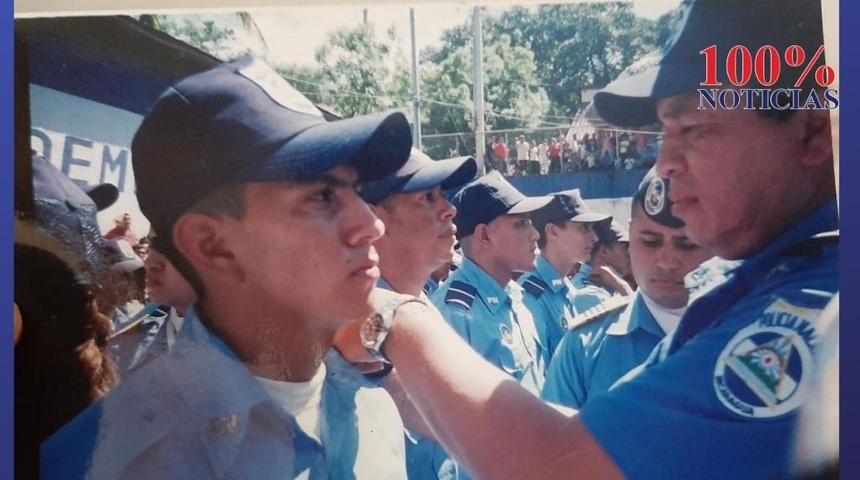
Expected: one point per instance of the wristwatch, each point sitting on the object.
(375, 329)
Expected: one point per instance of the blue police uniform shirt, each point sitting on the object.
(494, 321)
(197, 412)
(594, 356)
(721, 393)
(548, 298)
(425, 459)
(587, 294)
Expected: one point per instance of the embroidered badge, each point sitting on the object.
(279, 89)
(655, 196)
(763, 370)
(565, 320)
(226, 425)
(507, 337)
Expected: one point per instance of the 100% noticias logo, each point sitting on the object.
(767, 67)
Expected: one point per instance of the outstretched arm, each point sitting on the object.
(490, 424)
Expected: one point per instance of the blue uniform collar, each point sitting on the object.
(220, 414)
(643, 319)
(490, 292)
(548, 274)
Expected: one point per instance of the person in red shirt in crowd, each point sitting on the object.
(500, 153)
(123, 230)
(554, 156)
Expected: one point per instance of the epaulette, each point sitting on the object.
(611, 304)
(535, 286)
(461, 293)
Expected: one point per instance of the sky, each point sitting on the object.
(293, 33)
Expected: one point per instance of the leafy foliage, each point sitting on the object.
(536, 61)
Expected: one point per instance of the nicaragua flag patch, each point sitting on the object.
(763, 371)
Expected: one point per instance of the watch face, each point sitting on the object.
(370, 330)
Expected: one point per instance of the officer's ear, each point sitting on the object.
(202, 240)
(482, 233)
(551, 230)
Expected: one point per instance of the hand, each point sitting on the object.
(347, 340)
(606, 276)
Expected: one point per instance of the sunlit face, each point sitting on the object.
(574, 242)
(306, 248)
(732, 172)
(617, 256)
(660, 257)
(421, 225)
(514, 241)
(125, 221)
(165, 284)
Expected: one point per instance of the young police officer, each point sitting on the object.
(596, 354)
(754, 186)
(566, 237)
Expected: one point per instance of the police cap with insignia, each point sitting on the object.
(630, 100)
(566, 205)
(487, 198)
(241, 122)
(610, 233)
(421, 172)
(652, 196)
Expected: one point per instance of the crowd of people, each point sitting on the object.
(602, 150)
(318, 299)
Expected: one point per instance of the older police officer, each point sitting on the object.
(753, 186)
(596, 354)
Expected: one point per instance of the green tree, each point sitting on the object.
(360, 74)
(225, 36)
(513, 96)
(577, 46)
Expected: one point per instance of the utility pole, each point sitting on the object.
(478, 52)
(416, 86)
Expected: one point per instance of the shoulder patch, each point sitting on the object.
(764, 369)
(461, 293)
(611, 304)
(534, 286)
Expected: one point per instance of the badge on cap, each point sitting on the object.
(279, 89)
(655, 197)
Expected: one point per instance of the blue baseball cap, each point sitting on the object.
(242, 122)
(65, 211)
(653, 196)
(630, 101)
(610, 233)
(421, 172)
(487, 198)
(567, 205)
(103, 194)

▶ **PROBLEM TO SOLVE**
Render every line of the material above as a JSON list of strings, one string per line, with blank lines skipped and the pictures left out.

▶ **EXERCISE RESULT**
[
  "Expected: one point per instance of the wristwatch, each point sitting on the object.",
  "(375, 329)",
  "Expected: one point per instance of the blue police uniform shirt, each point sitting on the object.",
  "(494, 321)",
  "(197, 412)",
  "(594, 356)",
  "(721, 393)",
  "(548, 298)",
  "(425, 459)",
  "(587, 294)",
  "Expected: one point per instance of the embroidered badge, each point sitting on the object.",
  "(279, 89)",
  "(655, 196)",
  "(763, 370)",
  "(565, 320)",
  "(226, 425)",
  "(507, 337)",
  "Expected: one point per instance of the 100% noticias logo, each point sitting on the object.",
  "(767, 67)",
  "Expected: one point per instance of the outstretched arm, each point sitting on the object.",
  "(490, 424)",
  "Expected: one point per instance of the blue uniform collar, each point sitting on the object.",
  "(220, 414)",
  "(643, 319)",
  "(490, 292)",
  "(548, 274)",
  "Expected: one point per instance of the person in red shirt in crowd, each point sitting on the object.",
  "(500, 153)",
  "(123, 230)",
  "(554, 156)",
  "Expected: one point per instance of the epaulette, each point sitting on the object.",
  "(611, 304)",
  "(535, 286)",
  "(461, 293)",
  "Expected: one point per instance of the sky, each point sitting on the object.",
  "(293, 33)",
  "Expected: one point per instance of the leafy foliage, each point sitting on the object.",
  "(536, 61)",
  "Expected: one point per instance of the nicaragua flag patch, each point sitting on the object.",
  "(763, 371)",
  "Expected: one point per instance of the watch face, each point sitting on the object.",
  "(370, 330)",
  "Expected: one point per instance of the officer's ear, each point sitting on the object.",
  "(202, 240)",
  "(482, 233)",
  "(551, 230)",
  "Expected: one point per instance of the hand, each point sitting on the object.",
  "(347, 340)",
  "(606, 276)",
  "Expected: one point per instance of the sunlit face, each point sitting on the object.",
  "(574, 242)",
  "(306, 248)",
  "(732, 172)",
  "(617, 256)",
  "(660, 257)",
  "(421, 225)",
  "(514, 241)",
  "(125, 221)",
  "(165, 284)",
  "Expected: one point per instance of the young police officer, each point sitting on the object.",
  "(596, 354)",
  "(754, 186)",
  "(566, 237)",
  "Expected: one point per instance of the police cap with insignia, each point sitting on the object.",
  "(630, 100)",
  "(566, 205)",
  "(487, 198)",
  "(241, 122)",
  "(610, 233)",
  "(421, 172)",
  "(652, 196)",
  "Expected: one point per instance of the crowd of people, each point sitting on the object.",
  "(602, 150)",
  "(318, 299)",
  "Expected: one point per instance of the older police officer, each point sitting on the object.",
  "(753, 186)",
  "(596, 354)",
  "Expected: one point per instance of the green tree, each point sitting on the object.",
  "(360, 74)",
  "(225, 36)",
  "(513, 96)",
  "(577, 46)",
  "Expected: one point per instance of the utility pole, each point sitting on the object.",
  "(478, 52)",
  "(416, 86)",
  "Expected: one point per instance of the shoulder patch, each point sitting on the object.",
  "(764, 369)",
  "(461, 293)",
  "(611, 304)",
  "(534, 286)",
  "Expected: one point per instance of the badge on cap, each point sitting on the object.",
  "(279, 89)",
  "(655, 197)",
  "Expected: one point per instance of the blue baseball cap, each point sitting on the object.",
  "(242, 122)",
  "(65, 211)",
  "(653, 196)",
  "(630, 101)",
  "(610, 233)",
  "(421, 172)",
  "(487, 198)",
  "(567, 205)",
  "(103, 194)"
]